> _Exercise requirements_
In the listing below, find the line containing "of the football". Write out that line and every line after it to the end, exactly and only those.
※
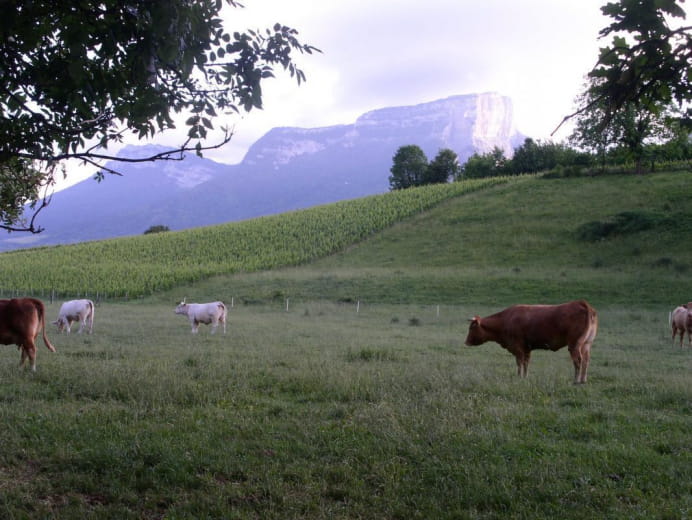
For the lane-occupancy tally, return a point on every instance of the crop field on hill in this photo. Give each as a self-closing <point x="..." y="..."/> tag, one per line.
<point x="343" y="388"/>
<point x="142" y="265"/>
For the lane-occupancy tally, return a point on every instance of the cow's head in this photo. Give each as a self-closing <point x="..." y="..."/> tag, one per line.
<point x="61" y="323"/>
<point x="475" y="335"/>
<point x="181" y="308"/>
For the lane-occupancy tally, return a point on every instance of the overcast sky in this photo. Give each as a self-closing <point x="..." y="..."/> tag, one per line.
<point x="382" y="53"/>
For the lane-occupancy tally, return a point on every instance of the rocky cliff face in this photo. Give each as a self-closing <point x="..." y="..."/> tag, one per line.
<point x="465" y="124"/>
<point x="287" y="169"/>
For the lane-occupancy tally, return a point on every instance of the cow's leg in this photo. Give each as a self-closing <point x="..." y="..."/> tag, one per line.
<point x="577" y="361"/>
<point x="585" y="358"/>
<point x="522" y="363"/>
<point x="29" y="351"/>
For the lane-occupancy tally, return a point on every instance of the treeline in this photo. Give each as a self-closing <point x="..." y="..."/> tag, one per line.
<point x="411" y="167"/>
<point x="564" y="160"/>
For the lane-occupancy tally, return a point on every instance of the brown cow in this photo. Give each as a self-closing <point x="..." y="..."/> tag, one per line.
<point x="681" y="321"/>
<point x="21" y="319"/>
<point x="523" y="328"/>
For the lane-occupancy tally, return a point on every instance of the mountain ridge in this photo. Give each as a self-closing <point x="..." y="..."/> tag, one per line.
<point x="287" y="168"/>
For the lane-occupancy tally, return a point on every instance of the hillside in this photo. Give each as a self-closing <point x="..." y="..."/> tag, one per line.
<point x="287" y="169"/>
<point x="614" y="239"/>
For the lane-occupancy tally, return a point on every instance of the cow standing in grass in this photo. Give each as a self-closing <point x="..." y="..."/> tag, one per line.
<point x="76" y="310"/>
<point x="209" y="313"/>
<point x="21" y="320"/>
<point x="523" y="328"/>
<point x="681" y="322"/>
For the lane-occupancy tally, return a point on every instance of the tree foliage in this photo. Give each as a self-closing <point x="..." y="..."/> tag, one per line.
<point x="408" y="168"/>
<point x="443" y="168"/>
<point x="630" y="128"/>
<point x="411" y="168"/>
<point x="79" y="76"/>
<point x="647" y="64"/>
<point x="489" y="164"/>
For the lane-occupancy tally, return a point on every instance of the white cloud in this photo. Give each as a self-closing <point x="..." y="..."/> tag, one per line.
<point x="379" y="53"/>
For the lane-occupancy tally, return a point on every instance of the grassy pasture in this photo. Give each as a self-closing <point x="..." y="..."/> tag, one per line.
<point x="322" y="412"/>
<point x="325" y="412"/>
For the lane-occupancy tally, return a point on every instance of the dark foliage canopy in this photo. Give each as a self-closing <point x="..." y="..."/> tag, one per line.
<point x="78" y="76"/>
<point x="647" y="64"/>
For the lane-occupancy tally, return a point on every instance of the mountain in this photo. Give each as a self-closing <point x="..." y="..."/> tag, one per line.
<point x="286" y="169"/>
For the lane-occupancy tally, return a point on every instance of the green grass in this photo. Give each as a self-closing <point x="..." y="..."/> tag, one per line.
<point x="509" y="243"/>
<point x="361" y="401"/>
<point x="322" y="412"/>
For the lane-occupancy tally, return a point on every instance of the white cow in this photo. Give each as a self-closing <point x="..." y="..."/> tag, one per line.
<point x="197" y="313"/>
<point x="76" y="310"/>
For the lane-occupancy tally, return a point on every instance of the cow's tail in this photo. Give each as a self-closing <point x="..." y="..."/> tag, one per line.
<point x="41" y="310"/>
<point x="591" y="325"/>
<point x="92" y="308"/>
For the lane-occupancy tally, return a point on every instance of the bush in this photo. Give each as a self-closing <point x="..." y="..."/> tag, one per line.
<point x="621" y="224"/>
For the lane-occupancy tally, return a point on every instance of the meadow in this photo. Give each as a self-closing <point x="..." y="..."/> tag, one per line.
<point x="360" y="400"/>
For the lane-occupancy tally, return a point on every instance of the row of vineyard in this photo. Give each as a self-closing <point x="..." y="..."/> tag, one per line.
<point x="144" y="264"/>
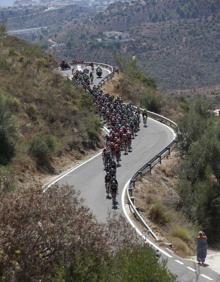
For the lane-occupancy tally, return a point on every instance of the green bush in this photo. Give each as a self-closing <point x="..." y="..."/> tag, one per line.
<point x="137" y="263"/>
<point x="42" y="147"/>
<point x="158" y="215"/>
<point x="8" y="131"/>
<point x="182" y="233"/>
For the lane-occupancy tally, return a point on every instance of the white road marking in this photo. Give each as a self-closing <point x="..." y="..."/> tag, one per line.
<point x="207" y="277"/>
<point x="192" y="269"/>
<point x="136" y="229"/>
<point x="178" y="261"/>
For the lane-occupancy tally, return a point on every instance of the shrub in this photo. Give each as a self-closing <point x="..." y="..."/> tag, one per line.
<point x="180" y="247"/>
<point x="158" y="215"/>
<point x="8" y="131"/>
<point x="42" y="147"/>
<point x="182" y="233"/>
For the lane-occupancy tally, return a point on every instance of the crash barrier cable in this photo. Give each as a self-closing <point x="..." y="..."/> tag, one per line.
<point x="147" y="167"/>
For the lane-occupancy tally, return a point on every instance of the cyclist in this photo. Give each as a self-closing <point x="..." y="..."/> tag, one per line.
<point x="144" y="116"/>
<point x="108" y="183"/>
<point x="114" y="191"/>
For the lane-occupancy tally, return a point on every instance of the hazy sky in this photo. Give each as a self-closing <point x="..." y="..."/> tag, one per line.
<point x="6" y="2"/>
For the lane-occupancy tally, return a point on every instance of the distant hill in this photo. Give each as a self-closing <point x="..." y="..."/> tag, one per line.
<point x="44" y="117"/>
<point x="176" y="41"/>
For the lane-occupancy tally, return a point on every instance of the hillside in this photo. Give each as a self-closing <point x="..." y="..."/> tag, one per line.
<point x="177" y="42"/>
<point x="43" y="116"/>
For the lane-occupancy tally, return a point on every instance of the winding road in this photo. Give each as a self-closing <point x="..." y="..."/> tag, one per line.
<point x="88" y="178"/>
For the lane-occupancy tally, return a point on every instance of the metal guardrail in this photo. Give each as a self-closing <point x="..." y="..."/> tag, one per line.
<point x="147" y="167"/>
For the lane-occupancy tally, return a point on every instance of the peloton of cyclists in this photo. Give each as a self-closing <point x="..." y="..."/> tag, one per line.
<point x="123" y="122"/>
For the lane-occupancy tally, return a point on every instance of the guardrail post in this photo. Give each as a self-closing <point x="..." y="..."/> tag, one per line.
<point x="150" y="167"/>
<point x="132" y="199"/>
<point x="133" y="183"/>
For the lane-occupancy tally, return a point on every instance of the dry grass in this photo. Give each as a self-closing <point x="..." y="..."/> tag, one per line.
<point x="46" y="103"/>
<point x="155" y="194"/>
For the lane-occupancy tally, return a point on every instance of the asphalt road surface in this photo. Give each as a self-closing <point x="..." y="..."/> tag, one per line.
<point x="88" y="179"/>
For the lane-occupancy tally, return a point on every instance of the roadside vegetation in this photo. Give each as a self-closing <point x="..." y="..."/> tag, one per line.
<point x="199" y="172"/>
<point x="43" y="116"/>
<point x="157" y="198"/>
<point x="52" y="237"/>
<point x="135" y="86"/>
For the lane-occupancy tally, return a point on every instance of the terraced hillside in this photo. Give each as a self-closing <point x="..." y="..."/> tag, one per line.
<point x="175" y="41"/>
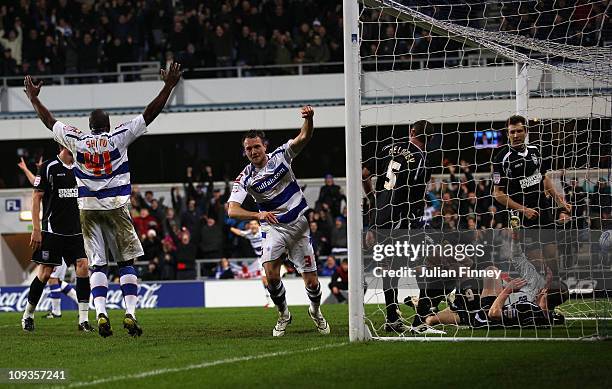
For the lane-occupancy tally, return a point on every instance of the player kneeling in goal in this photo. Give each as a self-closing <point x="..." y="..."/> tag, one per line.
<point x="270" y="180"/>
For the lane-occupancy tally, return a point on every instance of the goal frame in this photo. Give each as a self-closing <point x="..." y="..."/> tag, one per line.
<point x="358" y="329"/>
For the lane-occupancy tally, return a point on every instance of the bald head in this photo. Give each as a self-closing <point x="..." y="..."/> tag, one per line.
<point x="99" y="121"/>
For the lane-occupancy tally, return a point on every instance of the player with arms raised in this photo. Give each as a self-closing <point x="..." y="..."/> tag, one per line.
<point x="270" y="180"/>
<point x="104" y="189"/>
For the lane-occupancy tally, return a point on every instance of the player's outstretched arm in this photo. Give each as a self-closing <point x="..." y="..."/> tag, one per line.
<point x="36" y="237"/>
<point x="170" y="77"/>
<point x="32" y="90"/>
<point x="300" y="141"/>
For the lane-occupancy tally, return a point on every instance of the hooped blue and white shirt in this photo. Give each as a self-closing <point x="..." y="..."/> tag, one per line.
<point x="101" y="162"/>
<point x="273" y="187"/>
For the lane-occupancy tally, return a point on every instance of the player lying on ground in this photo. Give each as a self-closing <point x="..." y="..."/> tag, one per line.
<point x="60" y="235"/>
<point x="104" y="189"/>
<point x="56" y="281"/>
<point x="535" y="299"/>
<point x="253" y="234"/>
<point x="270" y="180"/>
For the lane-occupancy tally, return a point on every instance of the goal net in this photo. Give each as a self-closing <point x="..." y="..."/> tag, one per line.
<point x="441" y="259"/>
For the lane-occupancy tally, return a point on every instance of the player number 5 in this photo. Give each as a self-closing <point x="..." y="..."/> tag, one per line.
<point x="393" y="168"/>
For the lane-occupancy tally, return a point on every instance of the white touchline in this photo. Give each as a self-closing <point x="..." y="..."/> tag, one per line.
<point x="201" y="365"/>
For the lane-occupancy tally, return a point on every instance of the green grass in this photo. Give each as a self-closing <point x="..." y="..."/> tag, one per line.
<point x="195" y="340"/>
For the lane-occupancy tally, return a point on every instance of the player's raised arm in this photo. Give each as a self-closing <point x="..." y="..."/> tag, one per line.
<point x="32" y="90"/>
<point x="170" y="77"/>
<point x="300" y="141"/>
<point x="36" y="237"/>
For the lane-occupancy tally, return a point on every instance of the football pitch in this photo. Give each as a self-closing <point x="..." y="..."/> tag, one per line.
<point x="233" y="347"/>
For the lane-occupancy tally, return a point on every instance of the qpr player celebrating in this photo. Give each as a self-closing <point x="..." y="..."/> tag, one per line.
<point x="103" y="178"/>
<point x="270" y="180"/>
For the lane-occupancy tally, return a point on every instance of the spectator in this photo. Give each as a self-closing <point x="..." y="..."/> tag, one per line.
※
> _Written solution_
For the lane-occupancy tally, return a point on every instance of the football pitch in this photo. Give each as a self-closing <point x="..." y="..."/> tag, one per line.
<point x="233" y="347"/>
For the lane-occupancy tally, return a point on every instance of the qpr player celebrating in this photo. Give each as a self-closing <point x="..." y="..."/> tag, one per line.
<point x="103" y="178"/>
<point x="270" y="180"/>
For the lane-occupancy tally, return a point on every instance of the spectator in this photo. Give each as a self-closing <point x="..." y="..."/> tag, one per line.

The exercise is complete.